-- start EXTRACTED INFORMATION --
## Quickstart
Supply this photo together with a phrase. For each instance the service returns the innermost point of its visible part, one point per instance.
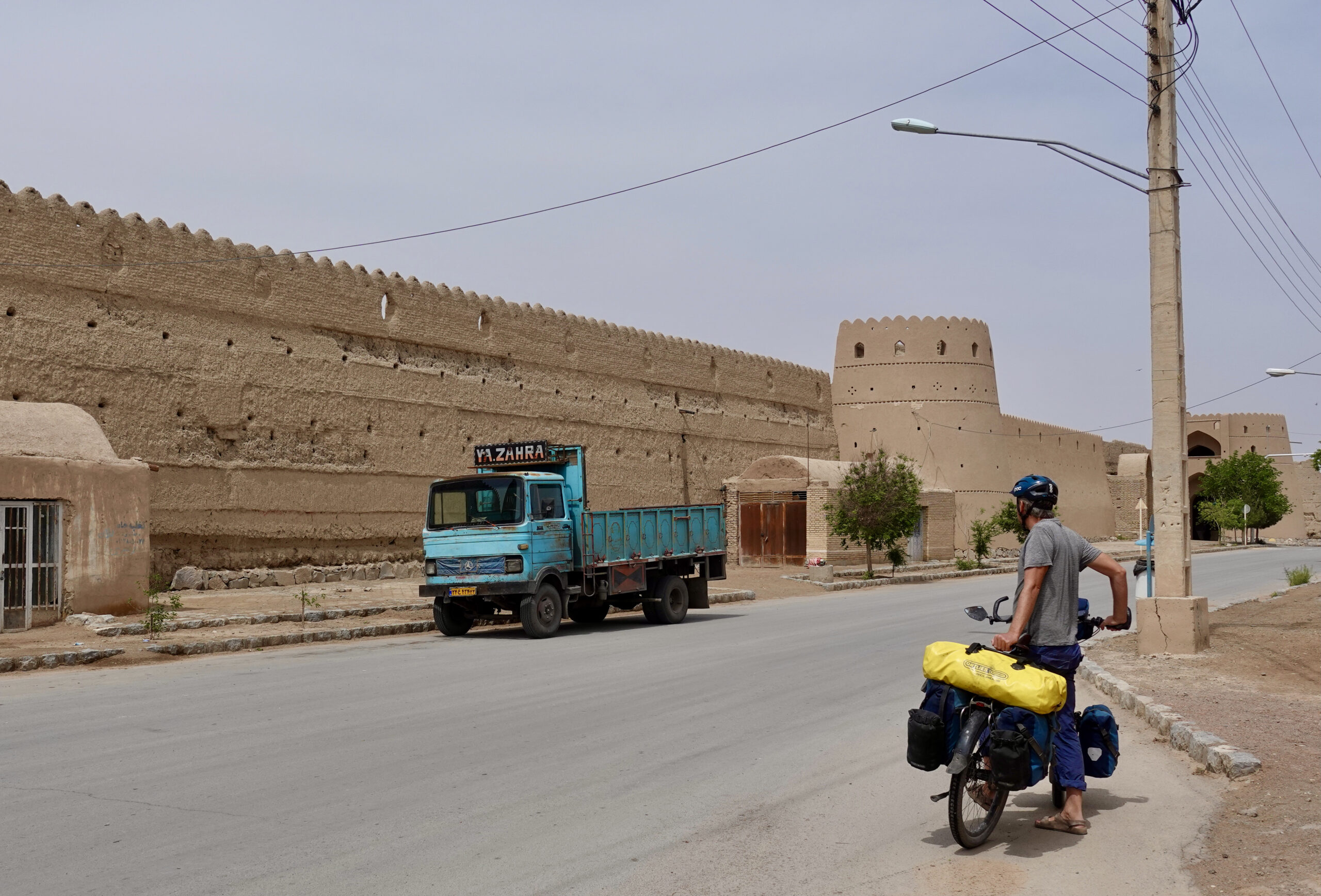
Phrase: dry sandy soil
(209, 605)
(1259, 688)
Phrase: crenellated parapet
(298, 407)
(77, 246)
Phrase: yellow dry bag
(995, 676)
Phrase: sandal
(1064, 825)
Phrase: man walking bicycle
(1045, 621)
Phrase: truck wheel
(449, 620)
(588, 614)
(673, 605)
(541, 613)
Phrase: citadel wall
(298, 408)
(926, 388)
(1217, 436)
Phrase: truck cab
(515, 542)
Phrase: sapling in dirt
(160, 610)
(308, 601)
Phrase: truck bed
(652, 533)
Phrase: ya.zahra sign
(489, 455)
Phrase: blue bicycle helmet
(1037, 491)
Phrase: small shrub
(896, 555)
(308, 601)
(160, 610)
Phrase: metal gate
(29, 563)
(773, 533)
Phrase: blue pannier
(1100, 737)
(953, 714)
(933, 730)
(1020, 747)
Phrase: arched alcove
(1202, 445)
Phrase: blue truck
(515, 542)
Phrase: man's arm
(1107, 566)
(1032, 580)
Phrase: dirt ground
(209, 605)
(1259, 688)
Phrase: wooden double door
(773, 533)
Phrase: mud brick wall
(298, 408)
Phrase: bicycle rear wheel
(970, 821)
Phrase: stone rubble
(1202, 747)
(260, 618)
(190, 578)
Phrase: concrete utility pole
(1172, 622)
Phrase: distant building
(926, 387)
(1216, 436)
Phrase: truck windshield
(476, 502)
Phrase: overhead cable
(1301, 142)
(579, 202)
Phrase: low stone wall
(190, 578)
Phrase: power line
(1046, 40)
(1230, 147)
(1251, 172)
(1102, 429)
(1238, 189)
(579, 202)
(1301, 143)
(1180, 70)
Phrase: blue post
(1151, 532)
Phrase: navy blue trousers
(1065, 660)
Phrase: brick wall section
(295, 419)
(1124, 494)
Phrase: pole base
(1173, 626)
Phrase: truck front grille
(471, 566)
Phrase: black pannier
(1011, 760)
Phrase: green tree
(159, 611)
(1238, 479)
(876, 504)
(980, 533)
(896, 555)
(1007, 520)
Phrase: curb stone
(53, 660)
(192, 648)
(260, 618)
(1202, 747)
(963, 573)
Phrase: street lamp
(919, 126)
(1284, 371)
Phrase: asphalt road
(752, 750)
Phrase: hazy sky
(305, 126)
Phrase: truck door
(553, 544)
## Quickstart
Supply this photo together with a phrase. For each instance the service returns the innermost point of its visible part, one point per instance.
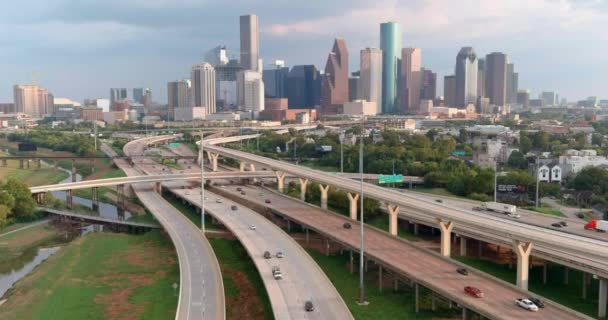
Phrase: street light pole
(202, 156)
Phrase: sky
(81, 48)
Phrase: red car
(473, 292)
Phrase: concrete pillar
(393, 215)
(416, 289)
(324, 192)
(602, 301)
(353, 198)
(446, 230)
(380, 278)
(213, 160)
(463, 245)
(280, 180)
(303, 185)
(523, 250)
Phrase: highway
(423, 266)
(201, 287)
(303, 279)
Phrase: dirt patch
(246, 305)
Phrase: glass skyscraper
(390, 44)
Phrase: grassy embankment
(100, 276)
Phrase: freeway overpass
(587, 254)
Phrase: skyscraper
(411, 79)
(428, 90)
(32, 100)
(117, 94)
(390, 44)
(370, 80)
(178, 94)
(334, 87)
(449, 90)
(250, 89)
(303, 87)
(250, 42)
(496, 78)
(203, 87)
(275, 80)
(512, 83)
(466, 77)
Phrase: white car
(526, 304)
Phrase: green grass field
(100, 276)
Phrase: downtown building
(335, 81)
(370, 77)
(390, 44)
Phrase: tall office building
(449, 90)
(370, 78)
(334, 87)
(250, 89)
(203, 88)
(304, 87)
(32, 100)
(496, 78)
(117, 94)
(481, 78)
(390, 44)
(428, 90)
(178, 95)
(411, 79)
(512, 84)
(466, 77)
(250, 42)
(275, 80)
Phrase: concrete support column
(214, 157)
(446, 231)
(463, 245)
(353, 198)
(523, 250)
(280, 180)
(303, 185)
(324, 193)
(393, 211)
(603, 298)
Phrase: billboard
(27, 147)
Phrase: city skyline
(294, 36)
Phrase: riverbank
(100, 276)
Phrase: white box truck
(499, 207)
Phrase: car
(526, 304)
(463, 271)
(539, 303)
(308, 306)
(472, 291)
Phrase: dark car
(308, 306)
(539, 303)
(463, 271)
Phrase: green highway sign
(396, 178)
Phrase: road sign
(395, 178)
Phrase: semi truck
(597, 225)
(499, 207)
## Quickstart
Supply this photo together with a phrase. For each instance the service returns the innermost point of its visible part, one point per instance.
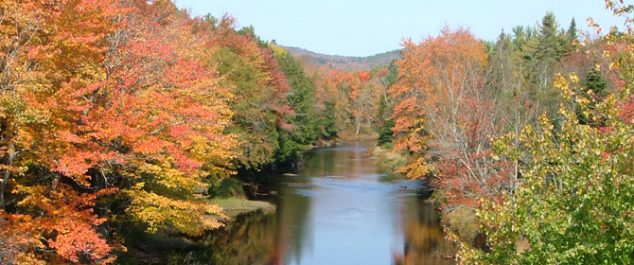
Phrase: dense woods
(120, 116)
(531, 135)
(132, 114)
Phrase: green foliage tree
(574, 201)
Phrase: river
(339, 209)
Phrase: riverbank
(236, 206)
(459, 222)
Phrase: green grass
(235, 206)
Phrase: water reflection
(337, 211)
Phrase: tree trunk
(7, 172)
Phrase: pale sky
(367, 27)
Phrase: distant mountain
(346, 63)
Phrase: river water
(339, 209)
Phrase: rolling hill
(345, 63)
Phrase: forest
(120, 118)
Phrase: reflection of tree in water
(424, 240)
(292, 226)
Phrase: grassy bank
(235, 206)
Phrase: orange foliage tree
(443, 119)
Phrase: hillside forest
(122, 117)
-- end EXTRACTED INFORMATION --
Give again exactly the lines from the one holding "Phrase: white car" to the final line of the records, both ends included; any pictures stay out.

(SOLVED EXERCISE):
Phrase: white car
(526, 304)
Phrase: green grass field
(100, 276)
Phrase: downtown building
(335, 81)
(370, 77)
(390, 44)
Phrase: tall office building
(449, 90)
(370, 78)
(334, 87)
(250, 89)
(203, 88)
(304, 87)
(32, 100)
(496, 78)
(117, 94)
(481, 78)
(390, 44)
(428, 90)
(178, 95)
(411, 79)
(512, 84)
(466, 77)
(250, 42)
(275, 80)
Phrase: concrete support column
(214, 157)
(446, 231)
(463, 245)
(353, 198)
(523, 250)
(280, 180)
(303, 185)
(324, 193)
(393, 211)
(603, 298)
Phrase: billboard
(27, 147)
Phrase: city skyline
(294, 36)
Phrase: riverbank
(100, 276)
Phrase: white box truck
(499, 207)
Phrase: car
(526, 304)
(463, 271)
(539, 303)
(308, 306)
(472, 291)
Phrase: dark car
(308, 306)
(539, 303)
(463, 271)
Phrase: green highway sign
(396, 178)
Phrase: road sign
(395, 178)
Phrase: semi truck
(597, 225)
(499, 207)
## Quickstart
Supply this photo together with a phrase. For each instance the service returns the innermost point of its visible part, one point per instance.
Phrase: dense woods
(120, 116)
(531, 135)
(132, 114)
Phrase: green foliage tree
(574, 201)
Phrase: river
(339, 209)
Phrase: riverbank
(236, 206)
(459, 222)
Phrase: green grass
(235, 206)
Phrase: water reflection
(337, 211)
Phrase: tree trunk
(7, 172)
Phrase: pale sky
(367, 27)
Phrase: distant mountain
(346, 63)
Phrase: river water
(339, 209)
Phrase: rolling hill
(345, 63)
Phrase: forest
(120, 118)
Phrase: reflection of tree in water
(424, 240)
(292, 226)
Phrase: grassy bank
(235, 206)
Phrase: orange foliage tree
(443, 119)
Phrase: hillside forest
(122, 117)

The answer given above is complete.